Stored data entries:
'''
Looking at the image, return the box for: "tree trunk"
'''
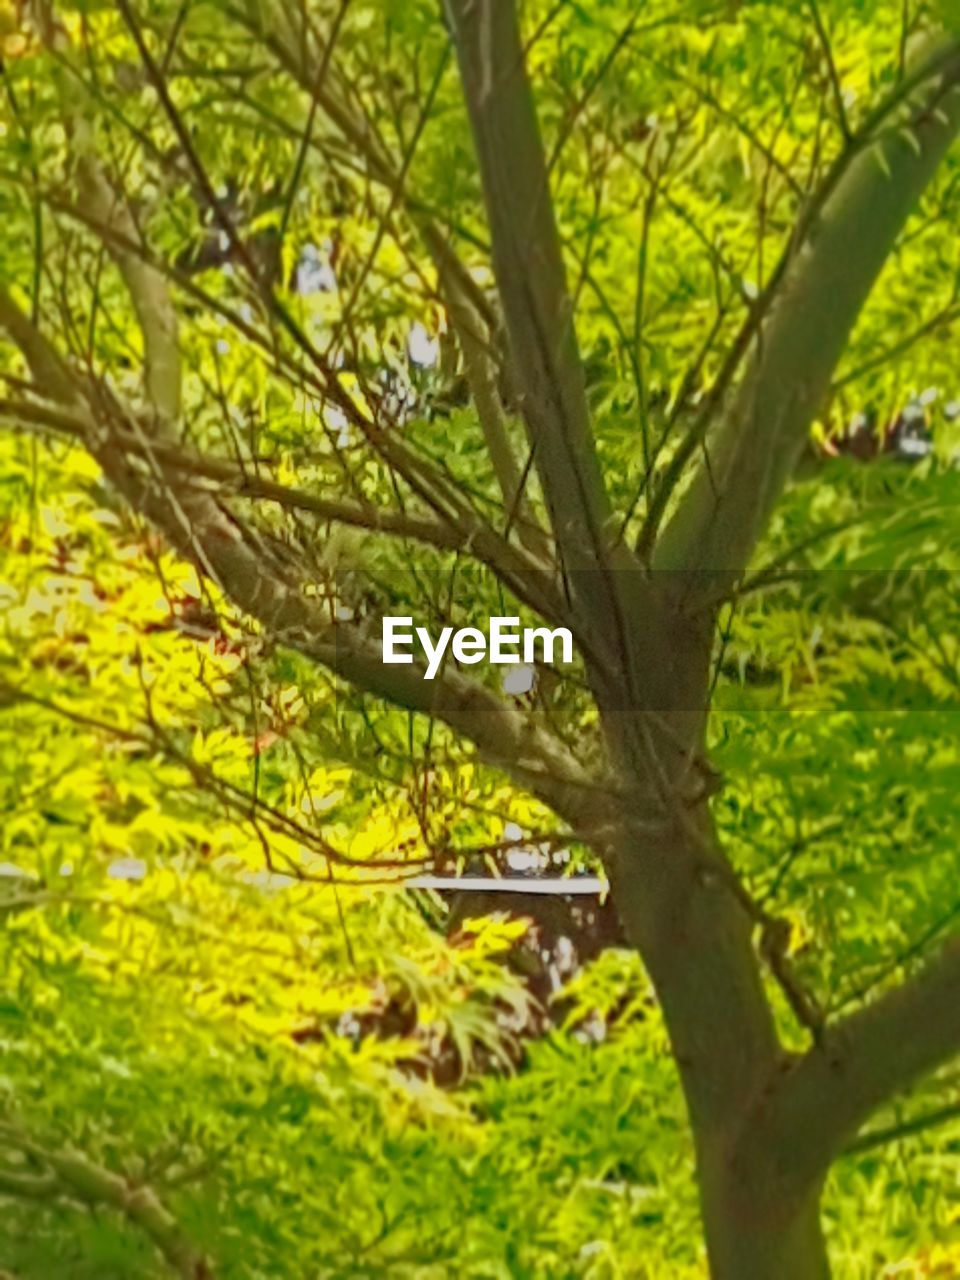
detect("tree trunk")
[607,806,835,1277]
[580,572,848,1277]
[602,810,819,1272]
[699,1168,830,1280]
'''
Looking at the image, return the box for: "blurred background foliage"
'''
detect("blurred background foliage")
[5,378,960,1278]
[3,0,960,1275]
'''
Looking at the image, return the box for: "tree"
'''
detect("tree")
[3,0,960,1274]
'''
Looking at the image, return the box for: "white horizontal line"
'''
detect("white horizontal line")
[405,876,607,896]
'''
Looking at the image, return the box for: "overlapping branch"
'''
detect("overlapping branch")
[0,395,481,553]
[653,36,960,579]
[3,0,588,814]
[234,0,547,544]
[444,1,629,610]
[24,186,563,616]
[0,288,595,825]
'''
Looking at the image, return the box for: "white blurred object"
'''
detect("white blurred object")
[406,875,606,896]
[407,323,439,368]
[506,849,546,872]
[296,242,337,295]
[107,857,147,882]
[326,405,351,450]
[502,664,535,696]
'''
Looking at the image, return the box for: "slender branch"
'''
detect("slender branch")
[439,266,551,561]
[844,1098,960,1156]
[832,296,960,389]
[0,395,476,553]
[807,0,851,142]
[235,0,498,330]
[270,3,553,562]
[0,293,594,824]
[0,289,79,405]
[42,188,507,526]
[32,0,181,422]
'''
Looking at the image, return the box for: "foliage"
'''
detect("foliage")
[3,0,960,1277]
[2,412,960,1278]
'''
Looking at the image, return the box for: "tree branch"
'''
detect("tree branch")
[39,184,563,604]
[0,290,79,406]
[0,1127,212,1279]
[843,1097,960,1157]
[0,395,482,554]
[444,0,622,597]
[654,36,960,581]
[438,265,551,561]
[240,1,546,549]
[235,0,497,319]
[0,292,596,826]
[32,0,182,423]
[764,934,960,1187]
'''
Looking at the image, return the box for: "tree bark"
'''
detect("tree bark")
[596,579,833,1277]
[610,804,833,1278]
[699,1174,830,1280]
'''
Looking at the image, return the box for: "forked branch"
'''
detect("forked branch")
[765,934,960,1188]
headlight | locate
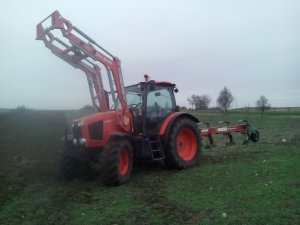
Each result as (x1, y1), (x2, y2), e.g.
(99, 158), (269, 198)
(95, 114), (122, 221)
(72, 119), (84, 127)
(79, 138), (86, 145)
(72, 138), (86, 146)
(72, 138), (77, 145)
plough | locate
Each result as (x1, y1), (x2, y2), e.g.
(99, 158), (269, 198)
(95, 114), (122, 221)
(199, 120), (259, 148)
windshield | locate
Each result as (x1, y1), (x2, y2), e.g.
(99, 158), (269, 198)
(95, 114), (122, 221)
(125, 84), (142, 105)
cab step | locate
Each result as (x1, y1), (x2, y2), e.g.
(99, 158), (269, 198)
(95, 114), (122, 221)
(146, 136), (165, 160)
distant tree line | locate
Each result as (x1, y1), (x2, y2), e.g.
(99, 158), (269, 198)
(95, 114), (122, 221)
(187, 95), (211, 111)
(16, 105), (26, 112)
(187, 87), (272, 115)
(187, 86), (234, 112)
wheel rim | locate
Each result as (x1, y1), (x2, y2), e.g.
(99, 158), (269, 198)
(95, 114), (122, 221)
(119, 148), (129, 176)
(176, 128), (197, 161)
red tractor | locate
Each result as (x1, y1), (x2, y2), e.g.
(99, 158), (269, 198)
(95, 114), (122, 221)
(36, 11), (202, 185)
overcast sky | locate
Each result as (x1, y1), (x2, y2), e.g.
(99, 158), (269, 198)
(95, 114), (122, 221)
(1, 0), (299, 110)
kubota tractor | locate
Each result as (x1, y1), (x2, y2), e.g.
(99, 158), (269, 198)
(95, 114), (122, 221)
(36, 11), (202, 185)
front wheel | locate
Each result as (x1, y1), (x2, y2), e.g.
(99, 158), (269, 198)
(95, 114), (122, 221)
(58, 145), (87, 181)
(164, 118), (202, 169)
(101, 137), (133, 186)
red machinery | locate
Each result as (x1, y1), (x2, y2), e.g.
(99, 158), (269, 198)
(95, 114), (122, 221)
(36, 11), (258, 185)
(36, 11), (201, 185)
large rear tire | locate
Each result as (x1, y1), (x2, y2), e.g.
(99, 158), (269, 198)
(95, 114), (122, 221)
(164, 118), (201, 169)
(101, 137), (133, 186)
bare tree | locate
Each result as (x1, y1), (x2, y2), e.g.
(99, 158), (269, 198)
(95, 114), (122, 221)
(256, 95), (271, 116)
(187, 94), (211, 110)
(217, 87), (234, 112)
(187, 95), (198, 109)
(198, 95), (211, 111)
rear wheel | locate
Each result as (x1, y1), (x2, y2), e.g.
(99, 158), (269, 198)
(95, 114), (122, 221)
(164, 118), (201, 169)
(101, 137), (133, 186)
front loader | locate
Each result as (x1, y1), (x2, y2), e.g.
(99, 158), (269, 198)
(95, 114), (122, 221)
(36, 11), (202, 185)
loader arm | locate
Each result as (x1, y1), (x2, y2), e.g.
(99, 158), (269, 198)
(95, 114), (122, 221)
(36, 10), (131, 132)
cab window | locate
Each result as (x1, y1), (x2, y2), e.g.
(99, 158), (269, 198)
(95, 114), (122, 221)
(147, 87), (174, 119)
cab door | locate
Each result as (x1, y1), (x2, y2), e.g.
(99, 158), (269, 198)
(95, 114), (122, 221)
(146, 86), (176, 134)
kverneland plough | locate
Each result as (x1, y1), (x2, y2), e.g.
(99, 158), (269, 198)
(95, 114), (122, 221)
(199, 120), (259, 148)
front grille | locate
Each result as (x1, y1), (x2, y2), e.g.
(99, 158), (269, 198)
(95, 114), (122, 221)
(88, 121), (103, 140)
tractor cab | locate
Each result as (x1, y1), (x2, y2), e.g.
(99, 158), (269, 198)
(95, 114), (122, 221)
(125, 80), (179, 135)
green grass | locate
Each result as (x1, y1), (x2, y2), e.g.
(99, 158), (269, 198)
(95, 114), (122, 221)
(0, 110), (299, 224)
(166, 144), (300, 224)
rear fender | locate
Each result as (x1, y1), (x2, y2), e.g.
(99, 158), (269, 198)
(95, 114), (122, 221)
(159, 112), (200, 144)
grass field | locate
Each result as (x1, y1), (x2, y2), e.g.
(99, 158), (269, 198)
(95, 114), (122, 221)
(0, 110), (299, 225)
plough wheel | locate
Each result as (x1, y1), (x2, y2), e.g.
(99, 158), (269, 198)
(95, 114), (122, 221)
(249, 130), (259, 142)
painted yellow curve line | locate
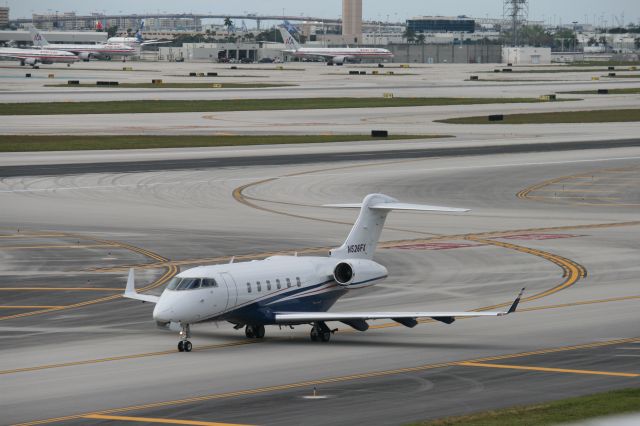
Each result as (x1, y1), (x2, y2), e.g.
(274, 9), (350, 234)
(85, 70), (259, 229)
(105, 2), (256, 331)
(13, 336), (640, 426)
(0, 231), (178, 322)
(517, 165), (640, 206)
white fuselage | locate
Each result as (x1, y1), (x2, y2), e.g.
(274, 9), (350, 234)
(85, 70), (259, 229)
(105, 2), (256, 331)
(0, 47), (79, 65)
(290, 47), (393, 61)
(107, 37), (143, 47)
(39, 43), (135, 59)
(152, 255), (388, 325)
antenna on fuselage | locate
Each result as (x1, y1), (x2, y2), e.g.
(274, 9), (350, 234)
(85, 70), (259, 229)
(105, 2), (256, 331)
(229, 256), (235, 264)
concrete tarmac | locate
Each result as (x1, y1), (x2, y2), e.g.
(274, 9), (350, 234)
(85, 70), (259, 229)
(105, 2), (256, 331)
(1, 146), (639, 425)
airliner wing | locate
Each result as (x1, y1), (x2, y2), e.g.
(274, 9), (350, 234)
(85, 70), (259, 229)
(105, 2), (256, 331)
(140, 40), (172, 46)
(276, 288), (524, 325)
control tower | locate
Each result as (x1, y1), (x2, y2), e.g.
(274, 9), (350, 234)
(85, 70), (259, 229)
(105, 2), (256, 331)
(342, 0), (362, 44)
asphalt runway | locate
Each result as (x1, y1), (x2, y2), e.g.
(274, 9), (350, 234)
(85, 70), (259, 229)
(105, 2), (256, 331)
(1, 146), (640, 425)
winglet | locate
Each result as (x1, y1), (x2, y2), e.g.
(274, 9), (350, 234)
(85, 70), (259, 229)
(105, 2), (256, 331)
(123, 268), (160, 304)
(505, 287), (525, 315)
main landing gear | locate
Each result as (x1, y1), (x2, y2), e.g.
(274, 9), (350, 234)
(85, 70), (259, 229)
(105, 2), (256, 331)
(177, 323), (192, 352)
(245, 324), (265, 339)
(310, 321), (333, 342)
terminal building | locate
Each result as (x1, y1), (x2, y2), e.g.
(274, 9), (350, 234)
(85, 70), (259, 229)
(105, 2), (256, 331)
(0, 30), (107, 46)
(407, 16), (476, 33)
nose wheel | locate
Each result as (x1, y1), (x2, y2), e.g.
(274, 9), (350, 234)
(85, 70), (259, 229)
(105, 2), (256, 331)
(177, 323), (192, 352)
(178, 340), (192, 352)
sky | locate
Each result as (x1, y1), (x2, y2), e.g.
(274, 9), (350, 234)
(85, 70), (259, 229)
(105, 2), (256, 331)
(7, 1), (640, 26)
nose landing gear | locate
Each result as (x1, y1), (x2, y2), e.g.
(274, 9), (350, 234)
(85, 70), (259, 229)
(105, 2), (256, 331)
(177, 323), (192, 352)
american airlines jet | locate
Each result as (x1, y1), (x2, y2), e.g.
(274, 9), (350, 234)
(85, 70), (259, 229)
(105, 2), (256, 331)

Problem requirements:
Among the entries above, find every line holding "tractor" and copy it.

Solution to this exercise:
red tractor | locate
kubota tractor | locate
tractor cab | locate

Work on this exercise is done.